_Text segment_.
================

Meanwhile, Chairman Kimio Akimoto of the Fukushima Federation of Forestry Cooperatives spoke out against any release of the treated water, expressing his concern for the effects it may have on mushrooms and wild vegetables, and of lost motivation for forestry operations.
Another person voicing his opinion at the hearing was Chairman Tetsu Nozaki of the Fukushima Federation of Fishery Cooperatives, who said that his industry stands ready to “steer the ship and increase the catch.” He emphasized that it was now a critical time for the prefectural fisheries industry as it moves toward more extensive reconstruction. In conclusion, he stated, “I cannot help but object to the offshore release, out of concern, as well, for its effect on the motivation of our young successors. The matter cannot be decided by the fishermen in our prefecture alone.”
Speaking from the perspective of tourism, Chairman Toshiichi Ogura of the Fukushima Prefectural Association of Towns and Villages, who also serves as mayor of Kitashiobara Village, where Lake Goshikinuma is located at the foot of Mt. Aizu Bandai, talked about the return of tourists to the area, both from Japan and elsewhere, in the nine years since the massive earthquake of March 2011. While he said that tourist numbers have inched back toward previous levels, he also stressed the continued severity of the current situation for towns and villages.
Regarding the handling of the treated water, the mayor said that people across Japan should also be brought into the discussion, with options for disposal outside the prefecture also deserving consideration.
Similar meetings were set for Fukushima City and Tomioka Town on April 13.

================

_Dataset section_.
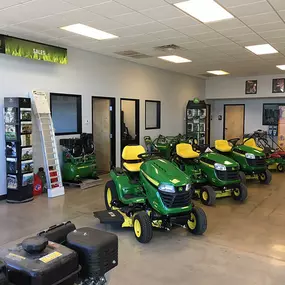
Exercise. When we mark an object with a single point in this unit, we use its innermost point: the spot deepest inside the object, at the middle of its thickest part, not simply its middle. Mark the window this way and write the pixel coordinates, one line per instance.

================

_Required task A_. According to the excerpt on Fukushima's treated water, on what date were similar meetings set for Fukushima City and Tomioka Town?
_Required task B_. Reproduce the part of the excerpt on Fukushima's treated water starting with "Regarding the handling" and going on through "also deserving consideration.".
You can leave the lines aside, since they play no part here.

_Correct output A_. April 13

_Correct output B_.
Regarding the handling of the treated water, the mayor said that people across Japan should also be brought into the discussion, with options for disposal outside the prefecture also deserving consideration.